Exercise prompt: Your task is to copy the listing exactly. Drop any pictures from the copy.

---

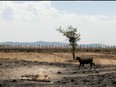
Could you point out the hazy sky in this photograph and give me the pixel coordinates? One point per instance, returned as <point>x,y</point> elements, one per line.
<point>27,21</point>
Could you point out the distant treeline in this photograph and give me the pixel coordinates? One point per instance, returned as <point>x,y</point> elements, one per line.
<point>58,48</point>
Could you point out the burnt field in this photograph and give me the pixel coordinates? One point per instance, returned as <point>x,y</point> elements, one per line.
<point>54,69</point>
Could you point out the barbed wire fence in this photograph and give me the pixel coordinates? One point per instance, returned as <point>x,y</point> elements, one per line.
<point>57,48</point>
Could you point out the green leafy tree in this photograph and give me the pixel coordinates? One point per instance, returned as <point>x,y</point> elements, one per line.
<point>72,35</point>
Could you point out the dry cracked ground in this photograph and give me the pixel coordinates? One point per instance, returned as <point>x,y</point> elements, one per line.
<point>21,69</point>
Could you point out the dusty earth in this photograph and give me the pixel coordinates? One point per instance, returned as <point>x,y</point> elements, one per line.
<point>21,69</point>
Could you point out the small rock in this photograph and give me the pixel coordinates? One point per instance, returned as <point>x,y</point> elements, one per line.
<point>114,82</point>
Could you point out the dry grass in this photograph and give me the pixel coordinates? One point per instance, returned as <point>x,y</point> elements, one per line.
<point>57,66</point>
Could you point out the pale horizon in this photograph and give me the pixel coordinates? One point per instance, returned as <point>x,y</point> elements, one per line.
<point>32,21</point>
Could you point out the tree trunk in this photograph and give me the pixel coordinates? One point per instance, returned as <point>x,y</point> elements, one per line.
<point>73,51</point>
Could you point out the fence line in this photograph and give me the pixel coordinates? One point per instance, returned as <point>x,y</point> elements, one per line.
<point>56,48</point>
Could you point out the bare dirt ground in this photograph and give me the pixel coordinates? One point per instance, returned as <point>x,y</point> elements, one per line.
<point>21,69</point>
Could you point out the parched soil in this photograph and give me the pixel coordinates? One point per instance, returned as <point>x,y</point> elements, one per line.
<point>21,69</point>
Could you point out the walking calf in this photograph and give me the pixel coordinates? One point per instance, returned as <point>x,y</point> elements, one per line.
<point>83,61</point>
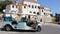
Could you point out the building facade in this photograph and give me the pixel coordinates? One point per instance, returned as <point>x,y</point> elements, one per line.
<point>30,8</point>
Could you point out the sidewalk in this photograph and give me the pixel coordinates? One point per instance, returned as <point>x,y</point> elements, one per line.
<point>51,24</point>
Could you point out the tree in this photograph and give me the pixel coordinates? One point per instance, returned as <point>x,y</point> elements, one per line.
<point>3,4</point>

---

Task response:
Could you point out the hazy sky in this photograph and give me the pixel coordinates? One point per instance, returned as <point>x,y</point> elements, one per line.
<point>27,21</point>
Could you point out the distant treeline in this photograph and give me the pixel coordinates? One point per instance, returned as <point>x,y</point> elements, one per line.
<point>58,48</point>
Could you point out the burnt field in this photograph and give me the pixel coordinates? One point per instance, returned as <point>x,y</point> elements, one per line.
<point>54,69</point>
Could you point out the barbed wire fence in this photograph and give me the pixel coordinates? One point per instance, returned as <point>x,y</point> elements, one per line.
<point>57,48</point>
Could you point out the green leafy tree in this photograph and give me the pixel coordinates? One point per instance, returned as <point>x,y</point> elements, one per line.
<point>72,35</point>
Could you point out the dry cracked ground in this photograph and give me the pixel coordinates? One point per instance, returned as <point>x,y</point> elements, one per line.
<point>21,69</point>
Could you point out the dusty earth in this photograph and give me the pixel coordinates? One point per instance, returned as <point>x,y</point> elements, one per line.
<point>21,69</point>
Could you point out the small rock in this photograph and give me the pixel coordinates? One point per instance, returned as <point>x,y</point> elements, one per line.
<point>114,82</point>
Could you point out the dry grass in this photograph and give me the pixel coordinates? One point per instance, returned as <point>x,y</point> elements, one per line.
<point>57,66</point>
Could you point out the pale horizon in this photograph and give me the pixel coordinates? One point per instance, returned as <point>x,y</point> elements, one per line.
<point>32,21</point>
Could you point out the tree trunk in this photograph and give me the pixel coordinates? One point per instance, returned as <point>x,y</point> elements, one per line.
<point>73,51</point>
Could you point out the fence line in this photograph and give me the pixel coordinates? One point per instance, returned as <point>x,y</point> elements, one per line.
<point>56,48</point>
Could you point out the bare dirt ground in this photograph and give me the pixel coordinates? One point per instance, returned as <point>x,y</point> elements, one per line.
<point>21,69</point>
Could you point out the parched soil in this photograph and give me the pixel coordinates? One point per instance, returned as <point>x,y</point> elements, one per line.
<point>21,69</point>
Could you point out the walking calf in this photograph and give me the pixel coordinates? One point per instance, returned as <point>x,y</point> elements, one per line.
<point>83,61</point>
Could you point out the building facade in this photograph and give me the pixel coordinates? One point per instance, returned as <point>x,y</point> elements, one per line.
<point>30,8</point>
Could you point out the sidewalk in this photograph and give me the pixel coordinates? One point per instance, returned as <point>x,y</point> elements, one per line.
<point>51,24</point>
Could you point out the tree in this photograph and give me the pixel coordinates? One point per instance, returned as <point>x,y</point> elements, one per line.
<point>3,4</point>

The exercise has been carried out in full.